=== INSTRUCTIONS TO FOLLOW ===
Reproduce the rows below word for word, starting at the very first line and ending at the line that contains "x=887, y=515". Omit the pictures.

=== INPUT ===
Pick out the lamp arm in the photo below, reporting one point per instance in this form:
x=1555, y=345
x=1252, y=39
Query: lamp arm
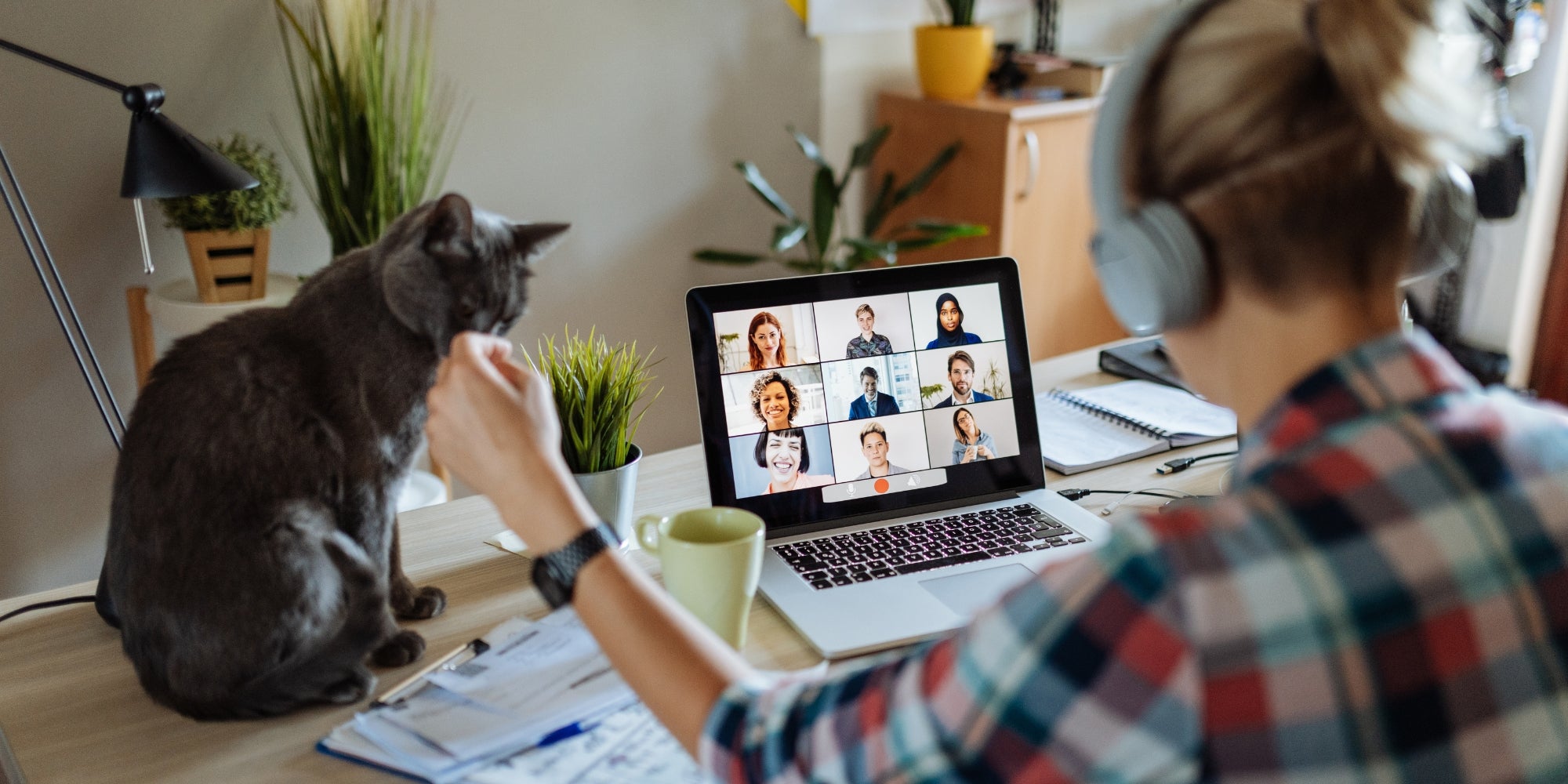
x=68, y=68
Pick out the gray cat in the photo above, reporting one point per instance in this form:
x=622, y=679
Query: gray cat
x=253, y=556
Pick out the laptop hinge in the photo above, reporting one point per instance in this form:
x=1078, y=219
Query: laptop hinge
x=887, y=515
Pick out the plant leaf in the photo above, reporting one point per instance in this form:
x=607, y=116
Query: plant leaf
x=710, y=255
x=924, y=178
x=826, y=209
x=788, y=236
x=760, y=184
x=810, y=148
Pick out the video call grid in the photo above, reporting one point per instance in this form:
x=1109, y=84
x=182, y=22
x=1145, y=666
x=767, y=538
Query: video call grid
x=824, y=470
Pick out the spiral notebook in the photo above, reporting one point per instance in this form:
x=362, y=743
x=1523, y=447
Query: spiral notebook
x=1091, y=429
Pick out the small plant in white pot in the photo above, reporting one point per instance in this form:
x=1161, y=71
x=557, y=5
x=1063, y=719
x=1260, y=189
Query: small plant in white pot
x=228, y=233
x=600, y=396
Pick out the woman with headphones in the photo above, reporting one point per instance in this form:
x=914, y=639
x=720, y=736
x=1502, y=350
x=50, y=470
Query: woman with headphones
x=1384, y=593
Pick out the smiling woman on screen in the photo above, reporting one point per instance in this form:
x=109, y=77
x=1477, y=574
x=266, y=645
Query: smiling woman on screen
x=786, y=457
x=766, y=343
x=775, y=401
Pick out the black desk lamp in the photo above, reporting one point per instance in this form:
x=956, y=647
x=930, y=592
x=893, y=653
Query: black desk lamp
x=162, y=161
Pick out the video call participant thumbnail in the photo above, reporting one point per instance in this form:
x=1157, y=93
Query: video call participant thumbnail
x=766, y=343
x=873, y=404
x=775, y=401
x=874, y=446
x=951, y=325
x=786, y=457
x=868, y=343
x=970, y=441
x=962, y=377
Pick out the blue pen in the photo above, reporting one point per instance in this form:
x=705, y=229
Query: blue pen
x=576, y=728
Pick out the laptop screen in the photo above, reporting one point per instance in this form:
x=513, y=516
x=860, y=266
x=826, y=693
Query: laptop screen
x=837, y=397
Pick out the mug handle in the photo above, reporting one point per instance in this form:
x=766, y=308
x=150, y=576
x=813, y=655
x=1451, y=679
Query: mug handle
x=647, y=529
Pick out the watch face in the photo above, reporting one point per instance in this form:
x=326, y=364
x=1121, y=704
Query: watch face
x=548, y=584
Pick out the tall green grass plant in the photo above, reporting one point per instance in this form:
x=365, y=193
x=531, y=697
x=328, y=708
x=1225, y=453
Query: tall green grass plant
x=377, y=126
x=597, y=388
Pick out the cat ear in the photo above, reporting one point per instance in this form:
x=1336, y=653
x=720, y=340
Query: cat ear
x=451, y=225
x=539, y=239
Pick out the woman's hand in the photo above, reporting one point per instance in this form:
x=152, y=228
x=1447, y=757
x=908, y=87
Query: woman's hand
x=493, y=423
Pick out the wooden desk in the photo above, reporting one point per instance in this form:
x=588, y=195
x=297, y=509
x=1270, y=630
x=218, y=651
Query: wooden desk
x=73, y=710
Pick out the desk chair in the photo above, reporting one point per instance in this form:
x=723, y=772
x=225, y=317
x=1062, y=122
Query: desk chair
x=145, y=352
x=10, y=772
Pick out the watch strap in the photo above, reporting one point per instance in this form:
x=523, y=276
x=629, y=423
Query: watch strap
x=556, y=573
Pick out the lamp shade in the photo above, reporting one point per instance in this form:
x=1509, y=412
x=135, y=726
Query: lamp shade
x=164, y=161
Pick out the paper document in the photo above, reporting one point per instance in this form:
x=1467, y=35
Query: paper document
x=537, y=681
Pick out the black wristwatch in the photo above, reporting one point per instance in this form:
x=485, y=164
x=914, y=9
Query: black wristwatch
x=556, y=573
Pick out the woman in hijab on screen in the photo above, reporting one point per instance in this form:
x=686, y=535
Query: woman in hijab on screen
x=951, y=324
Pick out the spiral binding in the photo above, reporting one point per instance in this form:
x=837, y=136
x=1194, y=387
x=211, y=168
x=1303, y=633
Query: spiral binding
x=1108, y=415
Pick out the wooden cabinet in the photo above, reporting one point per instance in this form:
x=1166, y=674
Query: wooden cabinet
x=1023, y=172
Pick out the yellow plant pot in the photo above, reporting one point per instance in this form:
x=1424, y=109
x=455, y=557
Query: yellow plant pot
x=953, y=60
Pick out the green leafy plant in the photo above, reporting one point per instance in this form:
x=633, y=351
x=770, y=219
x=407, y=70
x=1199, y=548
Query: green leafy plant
x=931, y=391
x=376, y=123
x=597, y=391
x=815, y=234
x=960, y=13
x=234, y=211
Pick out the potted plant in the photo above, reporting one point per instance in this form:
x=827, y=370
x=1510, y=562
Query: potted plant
x=598, y=388
x=228, y=233
x=376, y=120
x=953, y=59
x=815, y=236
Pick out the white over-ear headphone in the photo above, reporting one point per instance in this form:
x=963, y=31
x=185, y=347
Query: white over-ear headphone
x=1150, y=260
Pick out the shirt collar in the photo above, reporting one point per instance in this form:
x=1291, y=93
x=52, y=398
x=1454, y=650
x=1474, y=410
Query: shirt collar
x=1393, y=371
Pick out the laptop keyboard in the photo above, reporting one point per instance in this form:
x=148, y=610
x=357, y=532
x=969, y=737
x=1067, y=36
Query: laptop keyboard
x=910, y=548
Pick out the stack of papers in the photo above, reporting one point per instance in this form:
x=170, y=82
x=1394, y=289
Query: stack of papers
x=535, y=688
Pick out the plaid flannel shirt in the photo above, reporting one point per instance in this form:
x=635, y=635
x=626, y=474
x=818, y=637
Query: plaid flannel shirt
x=1382, y=598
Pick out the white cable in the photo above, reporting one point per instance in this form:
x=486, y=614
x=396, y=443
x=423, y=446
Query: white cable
x=1125, y=496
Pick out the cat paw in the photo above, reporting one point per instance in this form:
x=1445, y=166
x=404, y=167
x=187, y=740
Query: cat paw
x=404, y=647
x=426, y=603
x=352, y=689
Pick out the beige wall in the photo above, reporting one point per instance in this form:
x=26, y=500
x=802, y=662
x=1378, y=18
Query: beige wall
x=620, y=117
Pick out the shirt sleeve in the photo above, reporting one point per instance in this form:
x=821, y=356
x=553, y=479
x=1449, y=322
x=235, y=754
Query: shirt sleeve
x=1080, y=675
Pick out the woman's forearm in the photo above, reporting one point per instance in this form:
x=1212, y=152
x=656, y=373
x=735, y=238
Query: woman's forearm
x=675, y=664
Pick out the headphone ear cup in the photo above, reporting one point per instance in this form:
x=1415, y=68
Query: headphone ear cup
x=1152, y=270
x=1183, y=274
x=1448, y=223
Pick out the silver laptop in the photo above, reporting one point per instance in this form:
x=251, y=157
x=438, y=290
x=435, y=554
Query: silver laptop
x=884, y=426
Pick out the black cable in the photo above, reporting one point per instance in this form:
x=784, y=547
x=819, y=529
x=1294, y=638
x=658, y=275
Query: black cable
x=1180, y=465
x=1080, y=493
x=45, y=606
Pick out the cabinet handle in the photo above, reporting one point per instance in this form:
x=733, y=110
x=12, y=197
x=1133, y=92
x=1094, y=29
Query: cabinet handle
x=1033, y=145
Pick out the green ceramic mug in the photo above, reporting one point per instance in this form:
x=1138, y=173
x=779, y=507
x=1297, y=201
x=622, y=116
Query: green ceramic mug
x=713, y=561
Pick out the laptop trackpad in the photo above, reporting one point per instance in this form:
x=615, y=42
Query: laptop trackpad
x=973, y=592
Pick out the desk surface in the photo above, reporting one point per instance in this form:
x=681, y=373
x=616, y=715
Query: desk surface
x=73, y=710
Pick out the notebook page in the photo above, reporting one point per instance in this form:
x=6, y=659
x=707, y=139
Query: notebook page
x=1166, y=408
x=1072, y=437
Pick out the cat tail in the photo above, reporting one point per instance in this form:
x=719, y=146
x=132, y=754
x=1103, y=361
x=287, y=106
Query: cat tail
x=332, y=672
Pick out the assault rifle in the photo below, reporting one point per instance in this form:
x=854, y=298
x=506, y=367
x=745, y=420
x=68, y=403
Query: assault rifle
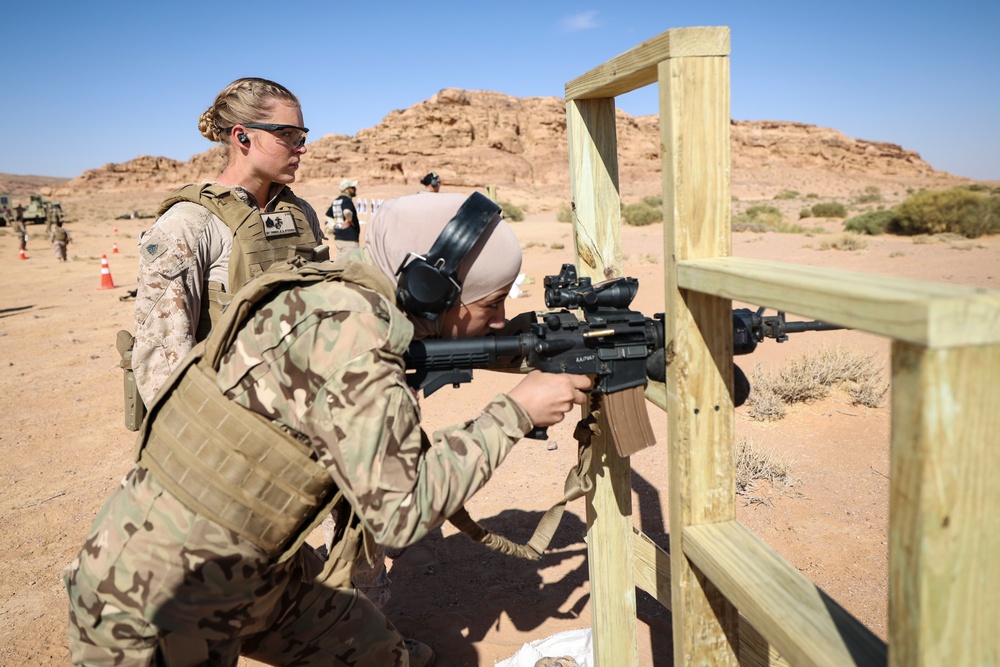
x=618, y=346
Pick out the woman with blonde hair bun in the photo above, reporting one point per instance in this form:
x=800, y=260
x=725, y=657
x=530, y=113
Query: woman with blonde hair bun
x=213, y=237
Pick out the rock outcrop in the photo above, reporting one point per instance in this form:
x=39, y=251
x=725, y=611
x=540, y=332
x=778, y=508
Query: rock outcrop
x=476, y=137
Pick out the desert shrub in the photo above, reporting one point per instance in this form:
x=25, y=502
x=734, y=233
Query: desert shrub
x=642, y=214
x=511, y=212
x=846, y=241
x=787, y=194
x=958, y=210
x=750, y=227
x=753, y=463
x=830, y=209
x=871, y=195
x=769, y=216
x=811, y=377
x=871, y=223
x=764, y=403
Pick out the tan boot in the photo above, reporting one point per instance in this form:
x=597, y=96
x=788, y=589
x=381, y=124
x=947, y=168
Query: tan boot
x=421, y=655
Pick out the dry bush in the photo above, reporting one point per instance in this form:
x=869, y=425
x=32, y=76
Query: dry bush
x=752, y=463
x=764, y=403
x=811, y=377
x=847, y=241
x=869, y=392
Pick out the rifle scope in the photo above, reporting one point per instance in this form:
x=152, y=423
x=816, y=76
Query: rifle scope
x=568, y=291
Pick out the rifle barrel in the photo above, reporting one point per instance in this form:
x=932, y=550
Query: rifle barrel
x=816, y=325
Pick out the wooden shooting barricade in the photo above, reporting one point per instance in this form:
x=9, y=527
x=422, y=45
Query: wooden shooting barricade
x=733, y=599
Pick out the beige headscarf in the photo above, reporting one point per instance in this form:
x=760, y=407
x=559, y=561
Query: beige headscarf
x=412, y=224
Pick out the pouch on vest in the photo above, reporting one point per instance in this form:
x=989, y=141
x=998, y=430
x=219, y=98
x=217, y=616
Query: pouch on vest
x=135, y=409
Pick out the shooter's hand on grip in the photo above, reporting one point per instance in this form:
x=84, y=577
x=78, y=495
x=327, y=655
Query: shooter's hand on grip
x=547, y=397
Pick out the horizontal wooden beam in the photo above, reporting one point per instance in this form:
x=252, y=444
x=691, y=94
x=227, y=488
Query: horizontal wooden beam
x=794, y=616
x=652, y=574
x=636, y=67
x=923, y=313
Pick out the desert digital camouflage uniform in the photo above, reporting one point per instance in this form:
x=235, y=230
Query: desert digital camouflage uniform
x=60, y=238
x=187, y=250
x=156, y=582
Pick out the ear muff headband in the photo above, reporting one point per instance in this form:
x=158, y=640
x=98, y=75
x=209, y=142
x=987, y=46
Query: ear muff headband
x=428, y=286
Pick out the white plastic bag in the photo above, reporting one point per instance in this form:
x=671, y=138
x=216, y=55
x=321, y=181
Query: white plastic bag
x=573, y=643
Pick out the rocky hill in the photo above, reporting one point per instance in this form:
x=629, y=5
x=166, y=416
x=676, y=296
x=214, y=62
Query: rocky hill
x=476, y=137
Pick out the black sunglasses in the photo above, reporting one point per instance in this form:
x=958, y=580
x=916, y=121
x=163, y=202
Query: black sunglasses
x=297, y=140
x=274, y=127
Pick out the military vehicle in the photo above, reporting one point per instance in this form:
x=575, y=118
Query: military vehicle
x=40, y=209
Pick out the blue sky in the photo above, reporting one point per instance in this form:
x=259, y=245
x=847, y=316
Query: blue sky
x=86, y=84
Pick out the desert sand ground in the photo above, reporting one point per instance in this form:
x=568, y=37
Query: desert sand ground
x=64, y=446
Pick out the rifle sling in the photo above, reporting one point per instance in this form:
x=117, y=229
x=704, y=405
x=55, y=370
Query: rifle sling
x=577, y=484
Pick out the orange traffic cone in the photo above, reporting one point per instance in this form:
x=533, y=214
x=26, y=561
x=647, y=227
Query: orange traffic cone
x=106, y=282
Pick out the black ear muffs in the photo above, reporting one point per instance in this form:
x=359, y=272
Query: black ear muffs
x=428, y=286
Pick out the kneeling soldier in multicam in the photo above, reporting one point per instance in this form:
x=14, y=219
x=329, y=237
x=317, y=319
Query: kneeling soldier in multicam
x=295, y=406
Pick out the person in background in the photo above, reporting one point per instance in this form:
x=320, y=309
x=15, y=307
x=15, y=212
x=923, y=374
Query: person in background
x=343, y=217
x=194, y=559
x=21, y=232
x=60, y=239
x=431, y=182
x=213, y=237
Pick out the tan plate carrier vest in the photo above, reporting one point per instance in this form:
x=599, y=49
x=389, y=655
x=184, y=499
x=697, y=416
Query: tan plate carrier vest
x=252, y=251
x=252, y=254
x=232, y=465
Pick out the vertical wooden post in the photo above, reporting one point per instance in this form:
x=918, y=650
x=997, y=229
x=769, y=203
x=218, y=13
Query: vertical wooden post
x=694, y=131
x=593, y=153
x=944, y=507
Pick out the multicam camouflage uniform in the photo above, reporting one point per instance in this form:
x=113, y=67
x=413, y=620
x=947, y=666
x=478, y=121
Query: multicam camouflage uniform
x=184, y=262
x=156, y=583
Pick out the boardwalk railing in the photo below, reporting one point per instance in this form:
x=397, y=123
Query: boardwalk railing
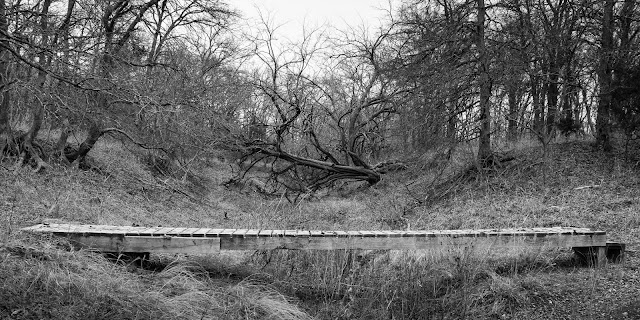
x=208, y=240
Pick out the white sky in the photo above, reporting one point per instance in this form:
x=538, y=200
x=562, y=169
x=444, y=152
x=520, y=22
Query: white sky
x=294, y=13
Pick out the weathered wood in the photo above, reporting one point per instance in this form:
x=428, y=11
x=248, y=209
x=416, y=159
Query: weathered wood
x=203, y=240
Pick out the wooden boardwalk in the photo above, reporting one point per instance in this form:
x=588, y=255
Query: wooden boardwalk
x=208, y=240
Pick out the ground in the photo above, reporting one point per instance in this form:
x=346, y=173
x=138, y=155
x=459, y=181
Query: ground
x=575, y=186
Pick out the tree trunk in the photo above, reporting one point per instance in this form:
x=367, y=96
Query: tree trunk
x=484, y=147
x=512, y=116
x=552, y=98
x=603, y=121
x=5, y=55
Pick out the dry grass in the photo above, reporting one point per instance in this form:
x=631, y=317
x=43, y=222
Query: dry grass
x=45, y=280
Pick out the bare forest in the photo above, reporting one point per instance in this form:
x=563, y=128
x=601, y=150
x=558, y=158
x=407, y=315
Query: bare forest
x=206, y=117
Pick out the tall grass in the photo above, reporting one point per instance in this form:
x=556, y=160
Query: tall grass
x=44, y=282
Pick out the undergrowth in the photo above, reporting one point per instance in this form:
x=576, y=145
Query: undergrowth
x=41, y=278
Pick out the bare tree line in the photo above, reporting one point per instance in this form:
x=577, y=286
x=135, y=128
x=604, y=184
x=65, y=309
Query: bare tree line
x=175, y=77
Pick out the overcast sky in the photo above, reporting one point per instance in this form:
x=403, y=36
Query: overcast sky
x=338, y=13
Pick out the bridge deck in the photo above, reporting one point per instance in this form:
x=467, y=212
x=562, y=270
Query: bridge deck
x=207, y=240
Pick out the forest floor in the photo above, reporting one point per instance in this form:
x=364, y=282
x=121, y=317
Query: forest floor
x=575, y=186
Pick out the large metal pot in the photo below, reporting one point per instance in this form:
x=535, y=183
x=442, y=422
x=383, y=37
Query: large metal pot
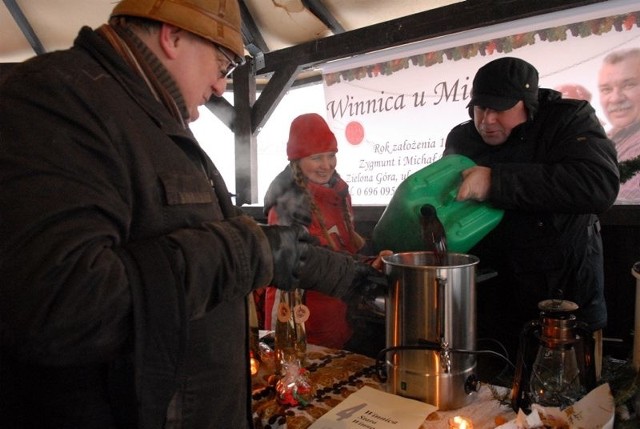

=== SOLUTION FOR THIS TASK ===
Pick out the lamp arm in the photo below, reporting one point per instance in this form:
x=1555, y=345
x=1252, y=39
Query: lamp arm
x=68, y=68
Pick out the gray cat in the photo above, reporting one point per instance in this form:
x=622, y=679
Query: gray cat
x=253, y=556
Pick out the laptop hinge in the photo above, reporting one point per instance in this form:
x=1078, y=219
Query: laptop hinge
x=887, y=515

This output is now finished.